### Activity
According to the article about the veterans healthcare agreement, what did the controversy over VA waiting times lead to in late May?

### Given text
WASHINGTON (Reuters) - A tentative agreement has been reached by the chairmen of the U.S. Senate and House veterans committees on legislation aimed at resolving the Veterans Affairs healthcare crisis, their spokesmen said on Sunday.
Independent Senator Bernie Sanders, who heads the Senate Committee on Veterans’ Affairs, and his House counterpart, Republican Representative Jeff Miller, will outline the agreement at a news conference at 1:30 p.m. on Monday, their spokesmen said.
“Miller and Sanders continued negotiations on a VA reform package this weekend and made significant progress toward an agreement on legislation to make VA more accountable and to help the department recruit more doctors, nurses and other healthcare professionals,” their offices said in a statement.
The VA has been rocked by a scandal over cover-ups of months-long waiting times for medical appointments at its clinics and hospitals across the country. In Phoenix, doctors have alleged that some 40 veterans died as their names languished on secret waiting lists while officials misrepresented wait-time data to meet targets for bonus compensation.
The controversy led to the resignation of VA Secretary Eric Shinseki in late May.
With time winding down before Congress begins a five-week recess on Friday, pressure has been building to reach a deal on a measure aimed at eliminating long waiting lists at VA hospitals and clinics.
Negotiations on the measure had broken down last week as Sanders and Miller rolled out competing proposals with a $15 billion gap between them.
The proposal introduced by Sanders on Thursday would provide less than $25 billion in new funds for VA healthcare, with $3.3 billion offset by other savings in the department’s budget.
Miller came back with a plan for $10 billion in emergency funds, with other budget needs to be settled in the fiscal 2015 VA spending bill later this year.

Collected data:
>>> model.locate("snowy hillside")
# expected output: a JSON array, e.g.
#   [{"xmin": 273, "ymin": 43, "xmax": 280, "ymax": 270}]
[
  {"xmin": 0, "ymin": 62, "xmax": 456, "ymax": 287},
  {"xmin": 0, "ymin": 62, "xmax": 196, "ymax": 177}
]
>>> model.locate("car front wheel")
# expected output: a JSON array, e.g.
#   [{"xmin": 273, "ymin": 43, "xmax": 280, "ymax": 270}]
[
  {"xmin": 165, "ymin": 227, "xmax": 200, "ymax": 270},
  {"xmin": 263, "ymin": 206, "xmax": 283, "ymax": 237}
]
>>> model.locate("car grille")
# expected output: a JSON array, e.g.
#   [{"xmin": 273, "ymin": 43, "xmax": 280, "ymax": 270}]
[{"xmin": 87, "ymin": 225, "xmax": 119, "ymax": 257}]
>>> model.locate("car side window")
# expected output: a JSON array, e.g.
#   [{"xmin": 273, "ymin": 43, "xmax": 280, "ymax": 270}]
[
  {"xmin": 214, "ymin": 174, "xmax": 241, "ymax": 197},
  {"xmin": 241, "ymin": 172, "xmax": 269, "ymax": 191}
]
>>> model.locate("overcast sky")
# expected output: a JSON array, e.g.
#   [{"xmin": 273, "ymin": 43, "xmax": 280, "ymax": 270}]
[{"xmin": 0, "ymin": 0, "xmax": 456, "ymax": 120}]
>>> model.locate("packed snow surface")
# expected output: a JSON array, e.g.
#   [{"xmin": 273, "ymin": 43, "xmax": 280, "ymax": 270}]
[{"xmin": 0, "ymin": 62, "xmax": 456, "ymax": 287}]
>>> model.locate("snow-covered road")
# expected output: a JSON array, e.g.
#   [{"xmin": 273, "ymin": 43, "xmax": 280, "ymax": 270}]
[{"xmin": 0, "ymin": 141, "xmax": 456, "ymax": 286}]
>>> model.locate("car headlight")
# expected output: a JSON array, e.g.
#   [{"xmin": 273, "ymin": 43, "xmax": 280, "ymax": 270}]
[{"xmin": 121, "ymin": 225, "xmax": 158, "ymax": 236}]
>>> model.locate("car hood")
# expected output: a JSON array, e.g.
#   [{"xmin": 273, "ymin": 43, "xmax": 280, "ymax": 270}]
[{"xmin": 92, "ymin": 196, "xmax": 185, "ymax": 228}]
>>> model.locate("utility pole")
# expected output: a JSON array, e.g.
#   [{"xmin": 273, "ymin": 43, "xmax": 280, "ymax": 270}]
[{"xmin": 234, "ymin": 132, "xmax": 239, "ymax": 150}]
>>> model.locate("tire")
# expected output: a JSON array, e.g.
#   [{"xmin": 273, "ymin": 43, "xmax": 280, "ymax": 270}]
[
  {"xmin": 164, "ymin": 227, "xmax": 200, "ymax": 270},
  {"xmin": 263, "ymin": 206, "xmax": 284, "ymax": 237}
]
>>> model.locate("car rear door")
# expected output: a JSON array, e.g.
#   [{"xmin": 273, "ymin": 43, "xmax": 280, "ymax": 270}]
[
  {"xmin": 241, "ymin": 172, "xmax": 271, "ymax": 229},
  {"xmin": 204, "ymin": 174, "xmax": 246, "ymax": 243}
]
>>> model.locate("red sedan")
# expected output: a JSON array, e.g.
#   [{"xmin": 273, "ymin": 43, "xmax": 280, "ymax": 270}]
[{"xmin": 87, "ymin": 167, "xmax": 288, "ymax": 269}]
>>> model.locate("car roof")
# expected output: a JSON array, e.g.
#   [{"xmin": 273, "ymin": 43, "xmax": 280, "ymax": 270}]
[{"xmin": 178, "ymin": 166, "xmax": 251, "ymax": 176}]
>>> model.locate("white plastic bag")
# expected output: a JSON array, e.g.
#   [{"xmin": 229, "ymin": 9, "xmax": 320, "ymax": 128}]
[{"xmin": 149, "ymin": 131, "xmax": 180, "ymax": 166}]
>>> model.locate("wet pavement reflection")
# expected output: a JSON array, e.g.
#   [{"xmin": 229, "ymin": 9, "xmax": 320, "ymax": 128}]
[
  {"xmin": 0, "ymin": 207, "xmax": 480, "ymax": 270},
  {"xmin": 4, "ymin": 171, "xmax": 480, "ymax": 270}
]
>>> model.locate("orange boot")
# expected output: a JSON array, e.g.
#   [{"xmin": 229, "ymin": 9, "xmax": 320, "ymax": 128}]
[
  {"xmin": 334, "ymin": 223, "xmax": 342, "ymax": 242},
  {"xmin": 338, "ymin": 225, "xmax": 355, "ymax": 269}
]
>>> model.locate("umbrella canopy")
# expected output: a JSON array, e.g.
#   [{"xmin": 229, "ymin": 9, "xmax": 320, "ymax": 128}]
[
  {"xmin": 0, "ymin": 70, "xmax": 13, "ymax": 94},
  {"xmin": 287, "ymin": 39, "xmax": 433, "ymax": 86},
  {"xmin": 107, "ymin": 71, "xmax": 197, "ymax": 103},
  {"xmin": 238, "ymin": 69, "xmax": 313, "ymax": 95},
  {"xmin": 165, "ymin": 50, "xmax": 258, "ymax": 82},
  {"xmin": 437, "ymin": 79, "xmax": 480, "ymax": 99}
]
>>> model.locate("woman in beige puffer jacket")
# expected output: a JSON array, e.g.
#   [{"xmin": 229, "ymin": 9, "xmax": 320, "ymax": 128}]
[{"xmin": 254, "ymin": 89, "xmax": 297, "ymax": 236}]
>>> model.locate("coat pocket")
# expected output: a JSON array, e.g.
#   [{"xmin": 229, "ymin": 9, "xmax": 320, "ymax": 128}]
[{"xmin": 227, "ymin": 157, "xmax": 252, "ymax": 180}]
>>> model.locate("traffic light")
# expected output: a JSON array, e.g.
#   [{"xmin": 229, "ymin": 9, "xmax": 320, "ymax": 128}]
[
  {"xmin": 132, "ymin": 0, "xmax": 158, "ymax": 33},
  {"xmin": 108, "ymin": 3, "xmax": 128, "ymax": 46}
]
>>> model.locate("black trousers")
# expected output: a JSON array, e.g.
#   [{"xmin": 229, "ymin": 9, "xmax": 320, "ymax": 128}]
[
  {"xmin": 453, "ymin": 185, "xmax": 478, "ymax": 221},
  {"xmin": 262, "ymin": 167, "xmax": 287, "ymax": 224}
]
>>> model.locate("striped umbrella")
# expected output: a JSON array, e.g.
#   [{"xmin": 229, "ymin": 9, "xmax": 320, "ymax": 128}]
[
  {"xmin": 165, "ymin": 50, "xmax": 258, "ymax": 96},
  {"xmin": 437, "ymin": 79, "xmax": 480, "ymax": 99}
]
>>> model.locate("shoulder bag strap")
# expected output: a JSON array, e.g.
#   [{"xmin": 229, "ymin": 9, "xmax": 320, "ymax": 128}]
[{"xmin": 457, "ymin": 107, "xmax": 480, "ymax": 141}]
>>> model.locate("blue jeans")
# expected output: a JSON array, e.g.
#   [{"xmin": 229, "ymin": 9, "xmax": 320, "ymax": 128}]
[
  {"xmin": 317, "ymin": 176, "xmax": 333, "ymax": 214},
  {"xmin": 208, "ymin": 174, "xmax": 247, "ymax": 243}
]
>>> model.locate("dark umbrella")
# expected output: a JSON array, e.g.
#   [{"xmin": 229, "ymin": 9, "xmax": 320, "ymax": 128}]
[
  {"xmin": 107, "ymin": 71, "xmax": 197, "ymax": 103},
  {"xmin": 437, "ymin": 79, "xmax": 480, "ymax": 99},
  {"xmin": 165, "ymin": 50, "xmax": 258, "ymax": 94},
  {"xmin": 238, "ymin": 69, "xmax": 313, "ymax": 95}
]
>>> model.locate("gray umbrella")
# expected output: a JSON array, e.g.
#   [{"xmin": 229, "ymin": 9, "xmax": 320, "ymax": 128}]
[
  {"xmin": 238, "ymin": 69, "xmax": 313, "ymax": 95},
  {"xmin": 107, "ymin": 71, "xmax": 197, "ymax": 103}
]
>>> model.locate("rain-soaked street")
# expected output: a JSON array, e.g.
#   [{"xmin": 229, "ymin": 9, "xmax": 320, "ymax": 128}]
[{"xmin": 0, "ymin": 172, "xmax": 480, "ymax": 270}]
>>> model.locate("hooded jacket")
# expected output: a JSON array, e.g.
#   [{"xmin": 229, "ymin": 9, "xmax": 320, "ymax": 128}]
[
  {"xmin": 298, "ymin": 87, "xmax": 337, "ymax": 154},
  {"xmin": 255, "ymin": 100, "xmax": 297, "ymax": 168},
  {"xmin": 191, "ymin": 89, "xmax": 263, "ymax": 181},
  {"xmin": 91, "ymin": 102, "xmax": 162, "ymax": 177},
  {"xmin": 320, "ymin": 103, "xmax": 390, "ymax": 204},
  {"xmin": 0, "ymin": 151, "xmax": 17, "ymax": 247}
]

### Output below
It led to the resignation of VA Secretary Eric Shinseki.